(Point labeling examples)

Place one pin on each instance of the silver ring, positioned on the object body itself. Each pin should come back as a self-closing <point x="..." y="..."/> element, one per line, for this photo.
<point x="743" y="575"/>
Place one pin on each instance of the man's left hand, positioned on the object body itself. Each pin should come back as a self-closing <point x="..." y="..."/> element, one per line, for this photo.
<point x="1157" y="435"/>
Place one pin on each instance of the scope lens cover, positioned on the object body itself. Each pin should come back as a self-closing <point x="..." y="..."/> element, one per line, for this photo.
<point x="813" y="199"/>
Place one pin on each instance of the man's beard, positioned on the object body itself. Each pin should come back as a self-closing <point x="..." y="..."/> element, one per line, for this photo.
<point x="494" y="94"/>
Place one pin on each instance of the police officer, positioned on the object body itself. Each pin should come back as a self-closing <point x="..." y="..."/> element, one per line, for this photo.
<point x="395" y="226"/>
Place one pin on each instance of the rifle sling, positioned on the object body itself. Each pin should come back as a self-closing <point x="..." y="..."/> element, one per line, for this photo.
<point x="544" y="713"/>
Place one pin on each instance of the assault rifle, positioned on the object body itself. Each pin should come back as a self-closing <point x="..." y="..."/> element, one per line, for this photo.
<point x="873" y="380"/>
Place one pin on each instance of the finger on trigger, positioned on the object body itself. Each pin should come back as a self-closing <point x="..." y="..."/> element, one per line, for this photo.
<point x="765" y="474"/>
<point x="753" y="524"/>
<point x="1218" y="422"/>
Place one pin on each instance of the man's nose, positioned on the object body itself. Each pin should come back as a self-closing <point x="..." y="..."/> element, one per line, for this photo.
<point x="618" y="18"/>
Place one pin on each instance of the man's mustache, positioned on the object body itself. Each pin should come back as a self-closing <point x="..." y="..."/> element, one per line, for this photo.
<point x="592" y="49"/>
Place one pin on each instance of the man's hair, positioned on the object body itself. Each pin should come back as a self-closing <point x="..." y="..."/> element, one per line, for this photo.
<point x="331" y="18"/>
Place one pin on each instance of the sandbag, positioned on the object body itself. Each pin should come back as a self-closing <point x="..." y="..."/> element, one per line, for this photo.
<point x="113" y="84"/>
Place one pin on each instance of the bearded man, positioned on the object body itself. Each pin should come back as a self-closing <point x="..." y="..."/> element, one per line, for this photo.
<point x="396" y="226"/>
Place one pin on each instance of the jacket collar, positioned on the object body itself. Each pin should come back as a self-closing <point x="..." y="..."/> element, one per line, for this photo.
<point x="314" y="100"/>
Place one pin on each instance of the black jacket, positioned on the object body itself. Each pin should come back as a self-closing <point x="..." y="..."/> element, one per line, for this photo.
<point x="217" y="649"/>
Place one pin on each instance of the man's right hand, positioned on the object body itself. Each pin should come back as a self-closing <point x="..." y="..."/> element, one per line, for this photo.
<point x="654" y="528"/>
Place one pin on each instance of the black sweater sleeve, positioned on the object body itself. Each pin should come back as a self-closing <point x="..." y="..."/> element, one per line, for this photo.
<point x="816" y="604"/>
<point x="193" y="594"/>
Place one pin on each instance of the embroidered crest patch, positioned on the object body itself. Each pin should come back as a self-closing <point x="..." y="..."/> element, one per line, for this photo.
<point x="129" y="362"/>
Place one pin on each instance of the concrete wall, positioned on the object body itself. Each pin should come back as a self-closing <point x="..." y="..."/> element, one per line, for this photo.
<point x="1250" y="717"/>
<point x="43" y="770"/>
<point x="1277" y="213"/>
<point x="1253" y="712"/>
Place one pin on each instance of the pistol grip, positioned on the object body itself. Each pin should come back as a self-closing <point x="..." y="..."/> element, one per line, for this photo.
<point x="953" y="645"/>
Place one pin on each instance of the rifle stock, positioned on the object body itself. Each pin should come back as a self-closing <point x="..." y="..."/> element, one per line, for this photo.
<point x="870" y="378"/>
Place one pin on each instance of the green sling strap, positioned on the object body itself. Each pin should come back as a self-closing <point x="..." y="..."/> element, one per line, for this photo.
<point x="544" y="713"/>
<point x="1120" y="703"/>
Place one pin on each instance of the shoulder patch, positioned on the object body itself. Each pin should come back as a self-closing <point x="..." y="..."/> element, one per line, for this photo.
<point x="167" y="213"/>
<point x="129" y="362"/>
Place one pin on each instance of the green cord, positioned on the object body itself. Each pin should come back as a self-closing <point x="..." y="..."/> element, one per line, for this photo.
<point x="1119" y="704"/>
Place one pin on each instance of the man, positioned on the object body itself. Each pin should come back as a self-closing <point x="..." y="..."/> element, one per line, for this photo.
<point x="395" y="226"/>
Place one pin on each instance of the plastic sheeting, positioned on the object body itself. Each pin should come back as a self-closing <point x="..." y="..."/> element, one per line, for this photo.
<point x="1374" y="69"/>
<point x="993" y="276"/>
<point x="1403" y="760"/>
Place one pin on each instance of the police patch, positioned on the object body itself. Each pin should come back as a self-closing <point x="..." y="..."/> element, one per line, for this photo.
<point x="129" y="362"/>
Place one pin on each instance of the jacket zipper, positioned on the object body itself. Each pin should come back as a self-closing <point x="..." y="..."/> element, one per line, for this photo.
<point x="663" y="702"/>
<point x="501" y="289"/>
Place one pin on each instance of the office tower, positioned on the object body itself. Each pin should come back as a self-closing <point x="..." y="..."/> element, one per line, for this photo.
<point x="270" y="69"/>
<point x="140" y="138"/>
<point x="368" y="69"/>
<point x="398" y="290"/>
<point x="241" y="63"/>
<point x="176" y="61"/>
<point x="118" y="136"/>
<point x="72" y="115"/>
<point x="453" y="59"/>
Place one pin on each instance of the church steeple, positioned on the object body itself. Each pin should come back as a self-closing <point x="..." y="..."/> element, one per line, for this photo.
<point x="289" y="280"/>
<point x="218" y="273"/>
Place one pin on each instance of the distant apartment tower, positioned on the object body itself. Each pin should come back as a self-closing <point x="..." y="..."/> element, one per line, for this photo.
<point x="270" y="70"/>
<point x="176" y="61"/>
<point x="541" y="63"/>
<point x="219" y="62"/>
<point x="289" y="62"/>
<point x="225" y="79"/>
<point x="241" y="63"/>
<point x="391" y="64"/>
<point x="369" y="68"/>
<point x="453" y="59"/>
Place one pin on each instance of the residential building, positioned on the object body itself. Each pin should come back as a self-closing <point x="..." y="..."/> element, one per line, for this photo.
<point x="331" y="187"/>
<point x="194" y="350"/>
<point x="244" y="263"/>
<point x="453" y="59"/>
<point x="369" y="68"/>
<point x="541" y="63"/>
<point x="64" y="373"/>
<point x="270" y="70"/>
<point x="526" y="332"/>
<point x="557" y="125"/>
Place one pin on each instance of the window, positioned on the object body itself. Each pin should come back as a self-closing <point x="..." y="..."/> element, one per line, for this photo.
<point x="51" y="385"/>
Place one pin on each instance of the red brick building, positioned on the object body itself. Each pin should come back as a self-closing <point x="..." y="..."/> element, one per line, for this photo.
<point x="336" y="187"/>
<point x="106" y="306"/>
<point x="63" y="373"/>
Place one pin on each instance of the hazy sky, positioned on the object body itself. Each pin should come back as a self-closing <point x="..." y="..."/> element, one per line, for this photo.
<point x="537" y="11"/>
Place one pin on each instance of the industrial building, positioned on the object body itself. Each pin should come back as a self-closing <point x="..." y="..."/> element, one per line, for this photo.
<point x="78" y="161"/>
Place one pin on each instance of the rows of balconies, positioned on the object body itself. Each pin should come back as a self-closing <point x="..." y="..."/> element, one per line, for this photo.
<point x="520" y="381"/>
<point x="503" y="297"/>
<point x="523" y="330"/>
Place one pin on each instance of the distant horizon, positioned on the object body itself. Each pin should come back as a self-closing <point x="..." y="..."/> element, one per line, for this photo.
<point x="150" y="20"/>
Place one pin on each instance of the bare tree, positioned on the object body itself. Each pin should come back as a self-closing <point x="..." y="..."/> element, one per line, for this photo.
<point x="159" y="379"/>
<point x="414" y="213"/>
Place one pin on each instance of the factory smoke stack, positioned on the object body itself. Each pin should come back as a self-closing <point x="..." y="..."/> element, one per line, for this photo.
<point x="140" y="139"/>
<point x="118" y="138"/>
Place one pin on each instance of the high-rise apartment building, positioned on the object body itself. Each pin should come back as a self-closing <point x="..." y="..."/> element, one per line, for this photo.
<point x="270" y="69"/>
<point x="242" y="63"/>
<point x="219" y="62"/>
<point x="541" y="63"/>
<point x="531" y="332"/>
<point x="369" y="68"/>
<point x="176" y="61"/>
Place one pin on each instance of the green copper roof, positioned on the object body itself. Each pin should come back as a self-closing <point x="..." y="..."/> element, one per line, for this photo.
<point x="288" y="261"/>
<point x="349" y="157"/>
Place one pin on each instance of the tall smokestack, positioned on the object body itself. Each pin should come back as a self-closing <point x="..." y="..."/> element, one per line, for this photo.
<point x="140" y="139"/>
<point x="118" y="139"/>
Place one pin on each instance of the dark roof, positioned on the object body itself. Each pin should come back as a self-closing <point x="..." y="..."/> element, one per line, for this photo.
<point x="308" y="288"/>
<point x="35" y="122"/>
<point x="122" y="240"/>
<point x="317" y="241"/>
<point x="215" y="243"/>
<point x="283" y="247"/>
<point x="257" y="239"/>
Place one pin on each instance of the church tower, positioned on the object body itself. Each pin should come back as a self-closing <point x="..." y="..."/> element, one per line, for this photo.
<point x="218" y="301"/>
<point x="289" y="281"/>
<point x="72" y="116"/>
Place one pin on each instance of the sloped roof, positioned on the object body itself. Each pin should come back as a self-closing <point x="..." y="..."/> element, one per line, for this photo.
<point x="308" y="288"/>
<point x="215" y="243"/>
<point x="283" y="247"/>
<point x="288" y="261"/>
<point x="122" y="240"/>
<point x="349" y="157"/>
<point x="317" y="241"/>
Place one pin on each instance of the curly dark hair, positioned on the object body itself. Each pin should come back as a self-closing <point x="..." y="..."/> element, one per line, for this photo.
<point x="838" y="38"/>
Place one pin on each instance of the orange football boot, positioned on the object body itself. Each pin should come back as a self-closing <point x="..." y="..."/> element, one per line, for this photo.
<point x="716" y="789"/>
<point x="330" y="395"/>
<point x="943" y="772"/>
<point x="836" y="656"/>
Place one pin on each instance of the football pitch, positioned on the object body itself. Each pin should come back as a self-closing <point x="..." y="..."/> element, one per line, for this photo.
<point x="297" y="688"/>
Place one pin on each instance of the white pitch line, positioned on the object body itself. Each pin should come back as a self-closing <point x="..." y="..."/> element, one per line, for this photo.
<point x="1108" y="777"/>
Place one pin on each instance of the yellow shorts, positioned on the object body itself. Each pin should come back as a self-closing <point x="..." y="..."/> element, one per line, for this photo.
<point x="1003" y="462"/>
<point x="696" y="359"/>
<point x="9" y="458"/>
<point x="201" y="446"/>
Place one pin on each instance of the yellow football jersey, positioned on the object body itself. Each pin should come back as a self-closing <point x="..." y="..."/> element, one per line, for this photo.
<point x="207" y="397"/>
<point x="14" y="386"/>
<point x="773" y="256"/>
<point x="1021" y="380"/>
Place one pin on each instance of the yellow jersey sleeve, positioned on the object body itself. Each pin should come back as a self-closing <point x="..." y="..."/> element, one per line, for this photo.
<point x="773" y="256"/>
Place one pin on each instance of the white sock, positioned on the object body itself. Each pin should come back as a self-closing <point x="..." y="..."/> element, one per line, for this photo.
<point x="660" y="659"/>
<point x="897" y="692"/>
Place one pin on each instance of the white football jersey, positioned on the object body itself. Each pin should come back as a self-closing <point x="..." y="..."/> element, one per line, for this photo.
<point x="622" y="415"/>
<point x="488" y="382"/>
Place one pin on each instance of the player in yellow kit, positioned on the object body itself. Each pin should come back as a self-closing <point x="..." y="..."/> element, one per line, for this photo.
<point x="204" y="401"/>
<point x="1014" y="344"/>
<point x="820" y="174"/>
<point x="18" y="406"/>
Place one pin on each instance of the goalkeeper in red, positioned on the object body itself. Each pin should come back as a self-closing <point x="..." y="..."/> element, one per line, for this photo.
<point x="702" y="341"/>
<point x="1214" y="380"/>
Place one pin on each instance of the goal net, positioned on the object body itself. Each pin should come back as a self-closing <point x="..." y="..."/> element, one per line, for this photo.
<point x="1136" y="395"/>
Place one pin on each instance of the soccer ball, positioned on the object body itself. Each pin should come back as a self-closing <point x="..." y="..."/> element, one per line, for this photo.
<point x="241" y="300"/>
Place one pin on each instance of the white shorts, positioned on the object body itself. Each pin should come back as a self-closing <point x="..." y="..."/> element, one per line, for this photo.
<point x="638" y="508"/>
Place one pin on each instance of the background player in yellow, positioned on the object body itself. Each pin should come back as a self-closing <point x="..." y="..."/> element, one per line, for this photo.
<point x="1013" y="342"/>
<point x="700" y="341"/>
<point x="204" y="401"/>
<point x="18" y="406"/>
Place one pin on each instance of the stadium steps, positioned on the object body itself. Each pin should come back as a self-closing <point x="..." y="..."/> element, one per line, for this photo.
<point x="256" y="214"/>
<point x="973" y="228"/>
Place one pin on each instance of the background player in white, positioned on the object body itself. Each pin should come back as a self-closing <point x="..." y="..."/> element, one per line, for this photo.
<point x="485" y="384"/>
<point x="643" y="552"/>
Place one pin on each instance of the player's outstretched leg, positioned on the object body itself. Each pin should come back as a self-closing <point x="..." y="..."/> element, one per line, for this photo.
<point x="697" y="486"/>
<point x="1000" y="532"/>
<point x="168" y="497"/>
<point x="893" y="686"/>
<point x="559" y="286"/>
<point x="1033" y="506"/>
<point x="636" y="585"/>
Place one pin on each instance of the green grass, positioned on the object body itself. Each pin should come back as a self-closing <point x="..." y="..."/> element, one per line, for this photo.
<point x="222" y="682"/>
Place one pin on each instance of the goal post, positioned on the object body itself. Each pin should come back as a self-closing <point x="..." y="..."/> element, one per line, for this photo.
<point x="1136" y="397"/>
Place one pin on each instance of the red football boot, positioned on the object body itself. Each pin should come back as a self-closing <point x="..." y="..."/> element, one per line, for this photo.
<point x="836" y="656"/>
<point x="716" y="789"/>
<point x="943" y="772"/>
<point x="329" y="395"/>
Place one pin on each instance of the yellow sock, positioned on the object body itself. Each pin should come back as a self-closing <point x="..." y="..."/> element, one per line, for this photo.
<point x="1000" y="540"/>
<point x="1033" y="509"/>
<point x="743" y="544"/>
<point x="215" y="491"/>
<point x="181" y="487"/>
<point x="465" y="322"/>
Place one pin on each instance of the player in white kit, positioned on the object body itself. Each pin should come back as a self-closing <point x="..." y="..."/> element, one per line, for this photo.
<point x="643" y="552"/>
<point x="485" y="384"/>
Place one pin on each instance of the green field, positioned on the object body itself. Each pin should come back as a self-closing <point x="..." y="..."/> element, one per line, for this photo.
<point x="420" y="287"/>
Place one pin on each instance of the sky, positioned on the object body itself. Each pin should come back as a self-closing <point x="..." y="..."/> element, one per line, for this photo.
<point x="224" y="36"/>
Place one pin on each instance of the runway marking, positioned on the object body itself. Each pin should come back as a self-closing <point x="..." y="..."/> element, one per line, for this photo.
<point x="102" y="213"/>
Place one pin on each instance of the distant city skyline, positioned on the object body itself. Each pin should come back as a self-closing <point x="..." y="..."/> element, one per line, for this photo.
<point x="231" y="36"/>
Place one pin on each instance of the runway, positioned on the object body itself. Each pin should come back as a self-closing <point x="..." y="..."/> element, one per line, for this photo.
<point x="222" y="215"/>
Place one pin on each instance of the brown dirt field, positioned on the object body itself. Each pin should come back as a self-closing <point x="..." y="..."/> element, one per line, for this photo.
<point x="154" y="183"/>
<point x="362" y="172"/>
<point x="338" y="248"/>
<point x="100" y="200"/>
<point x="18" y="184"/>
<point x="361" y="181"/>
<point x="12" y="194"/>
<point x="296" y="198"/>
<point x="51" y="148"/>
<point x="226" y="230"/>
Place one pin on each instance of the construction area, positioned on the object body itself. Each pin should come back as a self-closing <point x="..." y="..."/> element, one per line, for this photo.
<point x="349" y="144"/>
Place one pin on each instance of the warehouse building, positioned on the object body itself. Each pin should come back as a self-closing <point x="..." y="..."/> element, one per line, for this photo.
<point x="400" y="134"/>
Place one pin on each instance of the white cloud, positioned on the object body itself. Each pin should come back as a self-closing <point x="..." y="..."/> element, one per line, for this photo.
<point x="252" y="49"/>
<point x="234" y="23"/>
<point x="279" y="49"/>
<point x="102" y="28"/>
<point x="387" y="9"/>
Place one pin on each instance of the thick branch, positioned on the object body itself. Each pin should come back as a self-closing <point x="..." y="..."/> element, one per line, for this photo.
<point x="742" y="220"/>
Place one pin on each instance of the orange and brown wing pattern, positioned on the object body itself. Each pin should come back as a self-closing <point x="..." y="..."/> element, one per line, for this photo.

What to work on ▸
Extract, exactly as they appear, the lines from the one containing "Place one pin on each instance of the distant city" through the final line.

Response ▸
Place one pin on each instance of the distant city skyline, positioned on the object body itself. Each pin should come back as a self-closing <point x="..." y="..."/> element, one per line, for this photo.
<point x="231" y="36"/>
Place one pin on each instance of the runway, positioned on the object body itself. Each pin should come back as a self-closing <point x="..." y="..."/> element, one per line, for this photo.
<point x="222" y="215"/>
Place one pin on each instance of the brown dirt field, positioned on the object body itself. Each pin should come back as a self-closing <point x="..." y="..."/> element, one per line, for this photo.
<point x="154" y="183"/>
<point x="362" y="172"/>
<point x="338" y="248"/>
<point x="100" y="200"/>
<point x="18" y="184"/>
<point x="361" y="181"/>
<point x="12" y="194"/>
<point x="296" y="198"/>
<point x="51" y="148"/>
<point x="226" y="230"/>
Place one pin on each instance of the construction area, positioned on the object body itself. Each pin should come back as a self-closing <point x="..." y="..."/> element, one per line, for this photo.
<point x="349" y="144"/>
Place one pin on each instance of the warehouse building, positioned on the object body itself. Each pin should come back as a self-closing <point x="..." y="..."/> element, one per line, for this photo.
<point x="400" y="134"/>
Place one pin on each instance of the white cloud, positioned on the object body itself. Each pin should come back as a self-closing <point x="..." y="..."/> element, one per line, for this photo.
<point x="252" y="49"/>
<point x="234" y="23"/>
<point x="279" y="49"/>
<point x="102" y="28"/>
<point x="387" y="9"/>
Place one pin on each instance of the thick branch, positioned on the object body itself. Each pin should come back as a self-closing <point x="..." y="..."/> element, one per line, for this photo.
<point x="742" y="220"/>
Place one pin on each instance of the orange and brown wing pattern, positioned on the object body itself. Each pin should come back as a self-closing <point x="..." y="..."/> element, one per line, for this photo.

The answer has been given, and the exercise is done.